(GIVEN DATA)
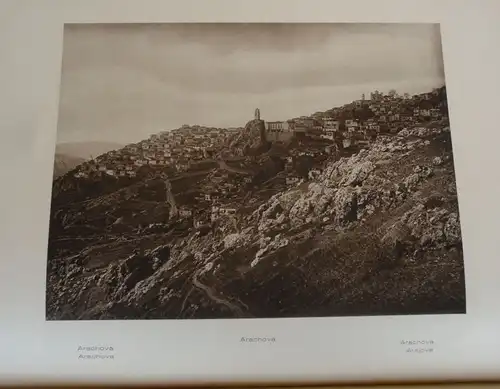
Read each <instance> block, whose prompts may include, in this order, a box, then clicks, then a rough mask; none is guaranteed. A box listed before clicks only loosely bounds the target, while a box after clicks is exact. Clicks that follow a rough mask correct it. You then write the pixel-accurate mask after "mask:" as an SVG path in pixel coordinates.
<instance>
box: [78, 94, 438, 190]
mask: <svg viewBox="0 0 500 389" xmlns="http://www.w3.org/2000/svg"><path fill="white" fill-rule="evenodd" d="M446 101H447V100H446V90H445V88H444V87H442V88H435V89H433V90H432V91H431V92H429V93H424V94H419V95H414V96H409V95H408V94H404V95H402V96H400V95H398V93H397V92H396V91H395V90H391V91H389V92H388V93H387V94H383V93H381V92H379V91H375V92H373V93H371V95H370V98H369V99H366V98H365V95H363V96H361V99H360V100H355V101H352V102H351V103H349V104H346V105H344V106H342V107H336V108H333V109H331V110H328V111H326V112H316V113H314V114H312V115H310V116H301V117H298V118H293V119H289V120H285V121H272V122H270V121H266V122H265V129H266V140H268V141H269V142H271V143H278V144H279V143H282V144H285V145H286V144H288V143H290V142H291V141H292V140H294V139H298V140H300V139H307V140H324V141H326V142H324V143H320V144H321V146H322V147H321V148H320V149H318V148H317V147H312V148H310V150H308V149H307V148H303V149H301V150H293V151H292V150H290V153H289V154H290V155H289V156H288V157H289V158H288V159H287V161H288V162H289V163H291V162H292V158H294V157H297V156H310V157H318V156H320V155H329V154H331V153H332V150H333V149H332V147H328V146H330V145H331V144H334V145H336V146H338V148H339V149H349V148H355V147H356V146H358V147H361V148H362V147H363V146H366V145H367V144H368V143H369V142H371V141H373V140H375V138H376V136H377V135H378V134H393V133H397V132H398V131H400V130H401V129H403V128H405V127H408V126H412V125H417V124H418V123H427V122H431V121H440V120H446V119H447V115H448V114H447V112H448V111H447V106H446ZM255 118H256V119H260V111H259V109H256V112H255ZM242 130H243V128H242V127H239V128H230V129H223V128H213V127H204V126H198V125H194V126H190V125H184V126H182V127H181V128H178V129H174V130H171V131H163V132H160V133H158V134H154V135H151V137H150V138H149V139H145V140H143V141H141V142H139V143H135V144H129V145H127V146H126V147H124V148H123V149H121V150H116V151H110V152H108V153H106V154H104V155H100V156H98V157H96V158H94V159H92V160H89V161H87V162H85V163H83V164H81V165H80V166H79V167H78V168H77V169H75V170H74V171H73V172H72V174H73V175H74V176H75V177H76V178H89V177H96V176H103V175H108V176H112V177H125V178H134V177H136V176H137V173H138V171H139V169H140V168H141V167H144V166H148V167H150V168H153V169H154V168H157V169H158V168H159V169H162V170H165V169H166V170H168V171H169V172H172V173H174V172H177V173H182V172H186V171H189V170H192V169H194V170H197V169H199V167H200V166H202V165H203V164H204V163H207V162H208V163H210V161H212V160H213V158H214V154H215V153H217V152H218V151H220V150H221V149H223V148H224V146H225V145H226V143H227V140H228V139H230V138H231V137H232V136H234V135H235V134H236V133H238V132H241V131H242ZM293 181H294V178H292V180H290V182H293Z"/></svg>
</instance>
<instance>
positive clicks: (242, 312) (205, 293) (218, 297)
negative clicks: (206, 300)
mask: <svg viewBox="0 0 500 389" xmlns="http://www.w3.org/2000/svg"><path fill="white" fill-rule="evenodd" d="M193 285H194V286H195V287H197V288H198V289H200V290H202V291H203V292H205V294H206V295H207V296H208V298H210V300H212V301H213V302H215V303H217V304H220V305H224V306H226V307H227V308H229V309H230V310H231V311H232V312H234V314H235V316H236V317H239V318H243V317H249V315H248V314H247V313H245V312H243V310H242V309H241V308H240V307H239V306H237V305H236V304H234V303H232V302H231V301H229V300H226V299H225V298H223V297H221V296H220V295H218V294H217V293H216V292H215V291H214V290H213V289H212V288H211V287H209V286H207V285H205V284H202V283H201V282H200V281H199V280H198V274H195V275H194V277H193Z"/></svg>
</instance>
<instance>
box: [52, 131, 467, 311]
mask: <svg viewBox="0 0 500 389" xmlns="http://www.w3.org/2000/svg"><path fill="white" fill-rule="evenodd" d="M247 128H248V129H250V128H251V129H252V131H255V128H257V126H256V125H255V123H253V122H251V123H249V124H247ZM253 139H257V137H256V136H255V137H253ZM235 142H236V140H235ZM242 143H243V138H242V139H240V140H238V141H237V142H236V143H235V144H234V145H235V146H238V145H241V144H242ZM246 144H247V143H245V145H244V146H243V147H245V146H246ZM259 145H261V143H260V142H259ZM251 146H252V147H254V142H252V145H251ZM247 150H248V149H247ZM234 174H236V173H234ZM206 181H207V182H209V181H211V179H209V180H206ZM154 182H155V181H154V180H153V181H152V182H151V183H150V187H148V188H146V187H145V186H144V185H143V184H141V183H137V184H135V186H131V187H128V188H127V189H126V190H125V189H122V190H117V191H115V192H112V193H109V194H106V195H104V196H101V197H96V198H92V199H90V200H85V201H83V202H80V203H75V204H72V205H71V206H64V205H63V204H62V203H61V205H60V206H59V209H58V210H59V213H60V214H63V215H64V217H61V216H60V217H59V219H58V220H61V218H63V219H66V220H65V222H64V223H60V225H58V226H54V225H53V226H52V227H51V241H50V244H49V261H48V282H47V318H48V319H62V320H65V319H68V320H74V319H158V318H171V319H175V318H179V319H181V318H183V319H186V318H198V319H202V318H237V317H294V316H295V317H296V316H343V315H378V314H426V313H457V312H464V311H465V290H464V269H463V260H462V241H461V232H460V222H459V210H458V202H457V192H456V186H455V174H454V168H453V160H452V149H451V140H450V132H449V128H447V127H444V126H442V125H436V126H434V127H432V126H429V127H417V128H411V129H405V130H402V131H400V132H399V133H398V134H396V135H392V136H379V137H378V138H377V140H376V141H375V142H374V143H373V144H371V145H370V146H368V147H367V148H366V149H363V150H361V151H359V152H357V153H356V154H354V155H352V156H350V157H344V158H341V159H338V160H332V161H331V162H329V163H328V165H327V168H326V169H325V170H324V171H323V172H322V173H321V174H320V175H319V176H318V177H316V178H315V179H313V180H309V181H305V180H302V181H300V182H298V183H297V184H296V185H295V186H288V187H286V188H284V189H282V190H280V191H278V192H276V193H274V194H272V195H270V196H267V197H266V196H264V195H263V196H260V197H259V196H253V195H252V196H250V197H248V198H243V199H242V201H241V206H240V207H239V208H238V211H237V213H236V214H235V215H228V216H227V217H225V218H222V219H220V220H218V221H216V222H213V223H208V224H205V225H202V226H200V225H199V226H196V227H192V224H189V223H190V222H189V221H186V220H169V218H168V207H169V206H168V205H167V204H166V203H165V199H164V197H161V196H164V190H163V187H161V184H159V183H157V187H155V185H154ZM235 190H236V191H237V190H240V191H241V192H242V193H245V191H246V189H245V187H244V184H241V186H240V187H239V188H236V189H235ZM141 193H142V194H141ZM148 193H149V195H148ZM235 193H236V192H235ZM148 196H149V197H148ZM110 209H112V212H110V211H109V210H110ZM55 213H57V210H55V211H53V215H55ZM110 214H112V216H110ZM106 215H107V216H106ZM104 217H108V218H111V219H110V220H107V221H106V220H101V219H103V218H104ZM55 219H57V218H56V217H55V216H54V217H53V220H55ZM98 219H99V220H100V222H99V223H96V222H95V220H98ZM125 220H126V222H125ZM91 226H93V227H91ZM95 226H97V227H95ZM110 226H111V228H109V227H110ZM72 229H73V230H72ZM82 229H83V230H86V233H85V234H84V233H82V232H81V231H80V230H82ZM92 229H94V230H95V231H92ZM72 231H76V232H72ZM76 236H78V238H75V237H76Z"/></svg>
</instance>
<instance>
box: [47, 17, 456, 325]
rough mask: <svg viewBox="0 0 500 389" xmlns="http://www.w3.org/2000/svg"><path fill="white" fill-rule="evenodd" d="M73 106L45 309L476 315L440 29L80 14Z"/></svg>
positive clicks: (48, 274) (66, 61)
mask: <svg viewBox="0 0 500 389" xmlns="http://www.w3.org/2000/svg"><path fill="white" fill-rule="evenodd" d="M59 98H60V101H59V112H58V123H57V137H56V138H57V139H56V145H55V148H54V150H55V156H54V169H53V175H52V176H51V177H47V180H49V179H51V180H52V195H51V199H50V221H47V223H48V225H49V236H48V249H47V274H46V307H45V308H46V313H45V314H46V320H148V319H165V320H175V319H184V320H185V319H238V318H240V319H243V318H246V319H250V318H256V319H258V318H261V319H264V318H293V317H297V318H298V317H342V316H343V317H345V316H379V315H424V314H425V315H443V314H465V313H466V293H465V284H466V283H465V276H464V260H463V249H462V234H461V226H460V214H459V202H458V194H457V186H456V180H455V167H454V159H453V147H452V137H453V128H450V123H449V111H448V100H447V92H446V81H445V66H444V62H443V54H442V45H441V32H440V26H439V24H427V23H419V24H401V23H391V24H381V23H164V24H66V25H65V27H64V37H63V51H62V67H61V83H60V92H59ZM48 174H50V173H48Z"/></svg>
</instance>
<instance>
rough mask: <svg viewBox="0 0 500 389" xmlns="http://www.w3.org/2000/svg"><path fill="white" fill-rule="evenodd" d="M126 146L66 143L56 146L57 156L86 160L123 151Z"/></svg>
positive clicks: (116, 143)
mask: <svg viewBox="0 0 500 389" xmlns="http://www.w3.org/2000/svg"><path fill="white" fill-rule="evenodd" d="M123 146H124V145H123V144H120V143H114V142H100V141H90V142H66V143H59V144H57V146H56V154H60V155H65V156H67V157H73V158H82V159H84V160H86V159H90V158H95V157H97V156H99V155H101V154H105V153H107V152H109V151H111V150H118V149H121V148H122V147H123Z"/></svg>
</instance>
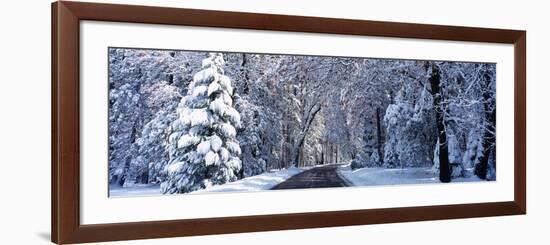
(End GIVEN DATA)
**WHAT YOU NEED TO DO**
The output must start at the line holding "box: [47, 17, 456, 325]", end at the last line of the listing above, and show each line exactly; please omit all pictures.

**TASK ANSWER**
box: [47, 17, 456, 325]
rough mask: <svg viewBox="0 0 500 389" xmlns="http://www.w3.org/2000/svg"><path fill="white" fill-rule="evenodd" d="M73 106L45 309L476 315L440 29L80 14Z"/></svg>
positive clicks: (48, 274) (66, 61)
mask: <svg viewBox="0 0 500 389" xmlns="http://www.w3.org/2000/svg"><path fill="white" fill-rule="evenodd" d="M59 98H60V101H59V112H58V123H57V137H56V138H57V139H56V145H55V148H54V150H55V156H54V169H53V175H52V176H51V177H47V180H49V179H51V180H52V195H51V199H50V221H47V223H48V225H49V236H48V249H47V274H46V307H45V308H46V313H45V314H46V320H148V319H165V320H175V319H184V320H185V319H238V318H240V319H243V318H246V319H250V318H256V319H258V318H261V319H264V318H293V317H297V318H298V317H342V316H343V317H345V316H379V315H424V314H425V315H443V314H465V313H466V293H465V284H466V283H465V276H464V260H463V249H462V234H461V226H460V214H459V202H458V194H457V186H456V180H455V167H454V159H453V147H452V137H453V128H450V123H449V111H448V100H447V92H446V81H445V66H444V62H443V54H442V45H441V32H440V26H439V24H427V23H419V24H401V23H391V24H381V23H164V24H66V25H65V27H64V37H63V51H62V67H61V83H60V92H59ZM48 174H50V173H48Z"/></svg>
</instance>
<instance>
rough mask: <svg viewBox="0 0 500 389" xmlns="http://www.w3.org/2000/svg"><path fill="white" fill-rule="evenodd" d="M126 146L66 143L56 146L57 156L86 160L123 151Z"/></svg>
positive clicks: (116, 143)
mask: <svg viewBox="0 0 500 389" xmlns="http://www.w3.org/2000/svg"><path fill="white" fill-rule="evenodd" d="M123 146H124V145H123V144H120V143H114V142H100V141H90V142H66V143H59V144H57V146H56V154H60V155H65V156H67V157H73V158H82V159H84V160H86V159H90V158H95V157H97V156H99V155H101V154H105V153H107V152H109V151H111V150H118V149H121V148H122V147H123Z"/></svg>
</instance>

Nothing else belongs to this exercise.